As the Spanish population of the country increased, the condition of the Indians became more and more wretched and deplorable. The old scenes at the West India Islands were reenacted, and the brutal populace seemed to make cruelty and wanton outrage a matter of emulation. It was not enough to enslave the helpless natives, and to compel them upon insufficient nourishment, and scantily clothed, to undergo the killing labors of the mines and plantations; but the most capricious outrages were everywhere committed. They were hunted with dogs, for the sake of sport; all that they esteemed sacred was desecrated; their women were violated in the most shame less manner; and cruel tortures and death awaited him who should resist the oppressor, or invade his rights of property!
One of the most notorious abuses in the system of Spanish government, and which was maintained until after the insurrection of 1781, was called the “Repartimiento.” This was a compulsory distribution of European goods, which the natives were compelled to purchase at enormous prices. “The law was doubtless intended,” it is said by Tschudi, “in its origin, for the advantage and convenience of the native Indians, by supplying them with necessaries at a reasonable price. But subsequently the Repartimiento became a source of oppression and fraud, in the hands of the provincial authorities.”
The system which regulated the services of laborers in the mines or on the plantations went by the name of the “Mita.” Those Indians who were placed, by the operation of this species of conscription, under the power of the proprietors of the soil, were in a far more miserable condition than slaves in whom the master has a property, and whose health and lives he has an interest in preserving. Such a miserable pittance as was doled out for their support, and so severe and unceasing was the labor required at their hands, that an almost incredible number perished. “Some writers estimate at nine millions the number of Indians sacrificed in the mines in the course of three centuries.”

**Data**
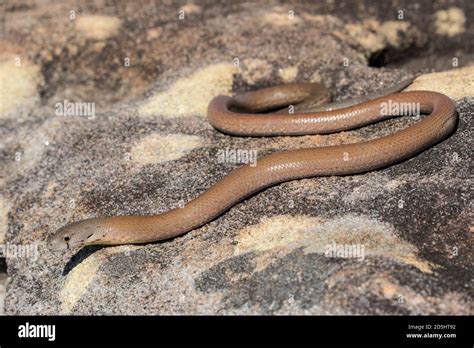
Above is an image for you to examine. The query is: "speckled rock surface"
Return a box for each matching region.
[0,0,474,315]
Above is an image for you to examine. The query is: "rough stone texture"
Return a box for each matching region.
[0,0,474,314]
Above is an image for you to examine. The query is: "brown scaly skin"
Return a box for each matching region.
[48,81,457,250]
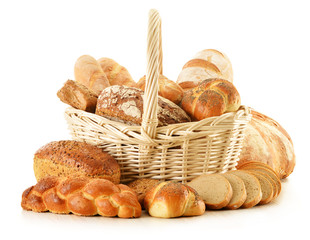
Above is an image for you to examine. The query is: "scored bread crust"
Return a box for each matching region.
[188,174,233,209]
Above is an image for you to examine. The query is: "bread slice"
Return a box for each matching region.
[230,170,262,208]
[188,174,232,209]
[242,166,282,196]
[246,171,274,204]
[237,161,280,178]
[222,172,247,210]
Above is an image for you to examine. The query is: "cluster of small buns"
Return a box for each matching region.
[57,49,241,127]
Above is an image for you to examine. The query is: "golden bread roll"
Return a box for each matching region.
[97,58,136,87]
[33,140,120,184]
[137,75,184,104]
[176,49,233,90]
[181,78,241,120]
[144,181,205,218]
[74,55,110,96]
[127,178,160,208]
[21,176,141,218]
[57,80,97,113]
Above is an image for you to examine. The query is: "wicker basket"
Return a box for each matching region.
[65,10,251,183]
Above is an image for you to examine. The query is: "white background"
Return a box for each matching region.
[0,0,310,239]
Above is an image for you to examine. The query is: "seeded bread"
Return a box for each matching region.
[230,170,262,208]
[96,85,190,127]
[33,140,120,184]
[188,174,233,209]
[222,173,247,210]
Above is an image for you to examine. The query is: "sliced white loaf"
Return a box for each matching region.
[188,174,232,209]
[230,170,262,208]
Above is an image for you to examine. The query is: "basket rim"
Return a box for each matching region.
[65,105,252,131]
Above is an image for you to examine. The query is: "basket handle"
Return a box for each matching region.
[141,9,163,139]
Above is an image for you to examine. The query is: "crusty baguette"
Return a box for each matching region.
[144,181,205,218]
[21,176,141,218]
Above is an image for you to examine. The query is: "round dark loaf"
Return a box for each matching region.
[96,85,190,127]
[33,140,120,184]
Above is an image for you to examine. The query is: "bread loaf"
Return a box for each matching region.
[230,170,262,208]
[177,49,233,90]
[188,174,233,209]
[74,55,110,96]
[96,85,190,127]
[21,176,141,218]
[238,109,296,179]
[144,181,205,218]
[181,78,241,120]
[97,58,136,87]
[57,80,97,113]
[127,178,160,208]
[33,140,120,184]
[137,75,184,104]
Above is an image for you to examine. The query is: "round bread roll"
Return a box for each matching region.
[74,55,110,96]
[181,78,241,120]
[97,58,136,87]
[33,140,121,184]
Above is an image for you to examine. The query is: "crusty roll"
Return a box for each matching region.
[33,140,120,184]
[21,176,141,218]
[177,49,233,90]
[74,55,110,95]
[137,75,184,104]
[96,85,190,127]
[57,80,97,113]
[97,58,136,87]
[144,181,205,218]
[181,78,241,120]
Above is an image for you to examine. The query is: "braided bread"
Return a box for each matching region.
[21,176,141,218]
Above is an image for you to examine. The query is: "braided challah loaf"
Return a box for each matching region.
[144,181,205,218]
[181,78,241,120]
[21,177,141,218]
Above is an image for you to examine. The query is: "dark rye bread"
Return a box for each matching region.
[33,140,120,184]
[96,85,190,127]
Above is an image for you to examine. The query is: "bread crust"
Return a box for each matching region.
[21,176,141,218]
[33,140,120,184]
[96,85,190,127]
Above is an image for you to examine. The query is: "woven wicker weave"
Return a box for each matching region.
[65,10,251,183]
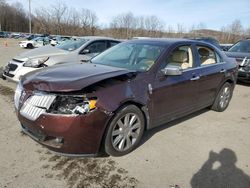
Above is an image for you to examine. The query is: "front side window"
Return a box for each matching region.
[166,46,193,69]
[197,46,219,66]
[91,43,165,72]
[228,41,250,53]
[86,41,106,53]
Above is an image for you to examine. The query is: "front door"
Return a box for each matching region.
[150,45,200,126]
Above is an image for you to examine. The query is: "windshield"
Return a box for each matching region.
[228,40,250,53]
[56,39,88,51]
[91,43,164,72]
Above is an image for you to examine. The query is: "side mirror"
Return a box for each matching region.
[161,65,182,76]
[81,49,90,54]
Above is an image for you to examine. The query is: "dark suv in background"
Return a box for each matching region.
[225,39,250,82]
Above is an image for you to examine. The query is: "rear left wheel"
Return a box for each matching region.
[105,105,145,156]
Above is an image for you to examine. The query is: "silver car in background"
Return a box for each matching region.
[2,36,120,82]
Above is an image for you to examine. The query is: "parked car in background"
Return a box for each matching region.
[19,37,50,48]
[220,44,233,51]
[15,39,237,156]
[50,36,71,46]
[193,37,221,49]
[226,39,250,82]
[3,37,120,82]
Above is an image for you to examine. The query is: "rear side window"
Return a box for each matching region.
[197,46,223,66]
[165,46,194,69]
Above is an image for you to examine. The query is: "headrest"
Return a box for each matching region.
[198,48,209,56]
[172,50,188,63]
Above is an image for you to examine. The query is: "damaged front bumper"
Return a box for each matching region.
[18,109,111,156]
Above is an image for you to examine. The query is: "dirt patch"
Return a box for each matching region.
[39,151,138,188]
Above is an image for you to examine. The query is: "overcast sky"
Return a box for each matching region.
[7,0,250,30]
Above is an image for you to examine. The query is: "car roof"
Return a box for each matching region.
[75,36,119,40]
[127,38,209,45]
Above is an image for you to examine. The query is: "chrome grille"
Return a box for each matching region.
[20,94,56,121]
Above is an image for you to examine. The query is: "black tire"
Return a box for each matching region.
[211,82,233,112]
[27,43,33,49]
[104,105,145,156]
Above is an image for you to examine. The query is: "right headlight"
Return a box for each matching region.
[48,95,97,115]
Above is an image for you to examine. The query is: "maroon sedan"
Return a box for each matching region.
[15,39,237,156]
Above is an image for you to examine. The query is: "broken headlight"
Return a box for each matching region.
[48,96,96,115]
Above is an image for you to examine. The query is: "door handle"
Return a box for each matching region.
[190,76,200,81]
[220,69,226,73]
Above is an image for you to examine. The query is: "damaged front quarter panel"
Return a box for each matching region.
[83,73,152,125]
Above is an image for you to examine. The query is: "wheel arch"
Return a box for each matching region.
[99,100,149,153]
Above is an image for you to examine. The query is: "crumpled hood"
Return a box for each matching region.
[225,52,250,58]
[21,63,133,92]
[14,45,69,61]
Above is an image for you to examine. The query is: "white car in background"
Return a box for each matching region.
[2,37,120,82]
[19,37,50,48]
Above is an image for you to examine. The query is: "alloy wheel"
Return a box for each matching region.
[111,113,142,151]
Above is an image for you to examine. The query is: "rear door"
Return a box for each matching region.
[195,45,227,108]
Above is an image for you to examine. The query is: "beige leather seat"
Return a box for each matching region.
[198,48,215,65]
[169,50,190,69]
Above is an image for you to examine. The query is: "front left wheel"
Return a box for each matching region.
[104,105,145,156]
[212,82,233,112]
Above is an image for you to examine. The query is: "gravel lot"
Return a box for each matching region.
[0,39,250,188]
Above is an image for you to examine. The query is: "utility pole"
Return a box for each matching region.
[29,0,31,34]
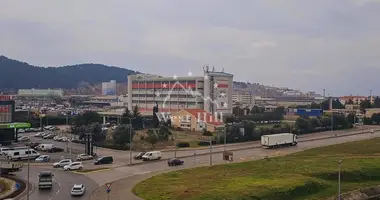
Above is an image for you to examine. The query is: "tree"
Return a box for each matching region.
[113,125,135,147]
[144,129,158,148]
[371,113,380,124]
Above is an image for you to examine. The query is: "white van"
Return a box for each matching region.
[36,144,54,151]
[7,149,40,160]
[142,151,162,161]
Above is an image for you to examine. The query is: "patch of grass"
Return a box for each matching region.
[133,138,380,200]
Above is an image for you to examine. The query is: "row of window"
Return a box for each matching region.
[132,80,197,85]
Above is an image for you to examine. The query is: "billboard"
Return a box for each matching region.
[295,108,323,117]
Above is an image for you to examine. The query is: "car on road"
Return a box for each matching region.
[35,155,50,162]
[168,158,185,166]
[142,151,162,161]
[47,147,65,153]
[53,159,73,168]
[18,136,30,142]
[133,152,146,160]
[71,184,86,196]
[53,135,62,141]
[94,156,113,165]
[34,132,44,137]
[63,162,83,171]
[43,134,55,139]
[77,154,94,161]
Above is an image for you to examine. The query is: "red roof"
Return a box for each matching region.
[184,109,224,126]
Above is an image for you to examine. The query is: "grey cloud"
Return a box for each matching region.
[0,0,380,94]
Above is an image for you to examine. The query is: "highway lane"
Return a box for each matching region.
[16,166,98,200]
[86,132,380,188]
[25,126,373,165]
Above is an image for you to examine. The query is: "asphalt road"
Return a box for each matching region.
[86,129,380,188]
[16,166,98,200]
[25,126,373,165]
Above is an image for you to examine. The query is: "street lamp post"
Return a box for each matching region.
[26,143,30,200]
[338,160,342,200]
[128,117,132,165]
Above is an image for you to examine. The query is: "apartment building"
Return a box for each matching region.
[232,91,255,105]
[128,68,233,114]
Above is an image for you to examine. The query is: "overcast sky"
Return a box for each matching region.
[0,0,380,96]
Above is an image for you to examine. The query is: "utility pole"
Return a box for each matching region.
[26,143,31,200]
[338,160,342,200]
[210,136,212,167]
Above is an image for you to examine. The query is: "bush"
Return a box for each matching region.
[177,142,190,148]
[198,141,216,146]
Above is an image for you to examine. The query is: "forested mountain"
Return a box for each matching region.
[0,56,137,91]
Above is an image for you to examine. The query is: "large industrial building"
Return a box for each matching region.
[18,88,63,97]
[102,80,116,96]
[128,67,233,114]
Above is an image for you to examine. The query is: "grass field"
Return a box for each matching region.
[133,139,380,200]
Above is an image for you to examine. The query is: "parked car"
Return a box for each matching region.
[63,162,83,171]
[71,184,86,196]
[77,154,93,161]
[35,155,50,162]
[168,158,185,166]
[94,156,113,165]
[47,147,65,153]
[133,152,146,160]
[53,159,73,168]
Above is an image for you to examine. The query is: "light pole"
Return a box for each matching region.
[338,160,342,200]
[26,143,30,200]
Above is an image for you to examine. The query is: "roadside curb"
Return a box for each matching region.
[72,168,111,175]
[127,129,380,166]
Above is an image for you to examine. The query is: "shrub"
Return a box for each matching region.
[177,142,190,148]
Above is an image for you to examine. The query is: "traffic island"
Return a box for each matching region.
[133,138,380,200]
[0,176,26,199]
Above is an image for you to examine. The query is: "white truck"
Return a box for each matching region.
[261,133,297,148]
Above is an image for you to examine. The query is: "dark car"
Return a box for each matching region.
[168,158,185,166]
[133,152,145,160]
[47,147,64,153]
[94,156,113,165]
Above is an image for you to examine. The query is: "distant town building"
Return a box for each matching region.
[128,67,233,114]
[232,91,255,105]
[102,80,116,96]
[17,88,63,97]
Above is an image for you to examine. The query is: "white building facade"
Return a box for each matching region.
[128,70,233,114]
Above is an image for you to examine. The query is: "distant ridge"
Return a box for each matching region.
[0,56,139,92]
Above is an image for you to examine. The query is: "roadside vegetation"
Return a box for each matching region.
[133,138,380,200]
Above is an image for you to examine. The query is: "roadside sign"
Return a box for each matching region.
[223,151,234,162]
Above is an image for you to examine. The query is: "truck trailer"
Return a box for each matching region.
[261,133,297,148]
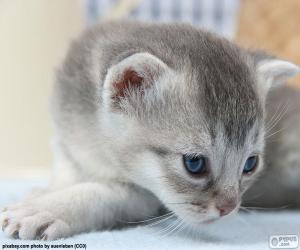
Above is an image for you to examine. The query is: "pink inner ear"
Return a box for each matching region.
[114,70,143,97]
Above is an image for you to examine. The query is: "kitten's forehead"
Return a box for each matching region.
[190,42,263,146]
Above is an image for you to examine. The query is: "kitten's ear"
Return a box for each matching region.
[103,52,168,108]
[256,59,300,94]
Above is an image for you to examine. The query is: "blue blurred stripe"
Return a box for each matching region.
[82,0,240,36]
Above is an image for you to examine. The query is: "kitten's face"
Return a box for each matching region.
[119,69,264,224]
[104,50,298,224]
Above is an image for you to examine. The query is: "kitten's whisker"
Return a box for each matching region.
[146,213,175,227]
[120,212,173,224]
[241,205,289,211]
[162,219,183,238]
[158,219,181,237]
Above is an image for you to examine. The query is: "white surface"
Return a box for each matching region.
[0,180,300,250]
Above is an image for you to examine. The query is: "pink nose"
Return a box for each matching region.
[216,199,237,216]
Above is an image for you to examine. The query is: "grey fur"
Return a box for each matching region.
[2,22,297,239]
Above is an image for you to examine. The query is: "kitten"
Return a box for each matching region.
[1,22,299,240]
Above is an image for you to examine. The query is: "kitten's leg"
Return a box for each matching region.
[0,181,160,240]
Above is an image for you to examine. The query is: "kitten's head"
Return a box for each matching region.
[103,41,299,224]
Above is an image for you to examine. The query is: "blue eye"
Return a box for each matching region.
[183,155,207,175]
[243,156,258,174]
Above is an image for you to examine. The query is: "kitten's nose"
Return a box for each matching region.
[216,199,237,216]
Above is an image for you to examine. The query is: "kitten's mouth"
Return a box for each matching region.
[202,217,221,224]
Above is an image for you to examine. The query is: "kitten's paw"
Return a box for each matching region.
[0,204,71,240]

**Stated task**
Pick up the passage above on Spanish rule over the Indians after its final sentence and continue it in the same style.

**Written response**
When, by the intervention of Las Casas, the wrongs of the Indians received attention from the Spanish court, and extensive provisions were made for their freedom and protection, all Peru was in a state of tumultuous excitement. It was the general determination not to submit to such an infringement of the luxuries and profits of life in the New World, as that of placing the serfs under the care of the laws. In the midst of this turmoil, in 1544, the brave and patriotic Inca was slain by a party of Spaniards, who had fled to his camp during the factious disturbances by which the European settlements were convulsed. They paid the forfeit for this act with their lives.
The first effectual steps taken in behalf of the wasted and oppressed Peruvians were under the viceroyalty of Pedro de la Gasca, between 1547 and 1550. By his efforts, a careful inquiry was instituted into the condition of the slaves; their arbitrary removal from their native districts was prohibited; and, above all, strict regulations were made, and not without strong opposition enforced, by which the kind and amount of their labor was precisely laid down.
Tupac Amaru, a son of Manco Capac, who had resided among the remote mountain districts of the interior since his father s death, was taken prisoner and put to death during the period that Francisco de Toledo was viceroy of Peru. One of his descendants, Jose Gabriel Condorcanqui, known as Tupac Amaru the Second, in after-times fearfully revenged the injuries of his family and country men. The insurrection which he headed broke out in 1781. The lapse of two centuries of oppression had thinned the teeming population of Peru in a ratio scarcely precedented, but, on the other hand, European weapons, and military skill, both of which they had, to a certain extent, adopted, rendered them dangerous enemies, and enough of the old patriotic spirit and tradition of former glory remained to afford material for a fearful outbreak.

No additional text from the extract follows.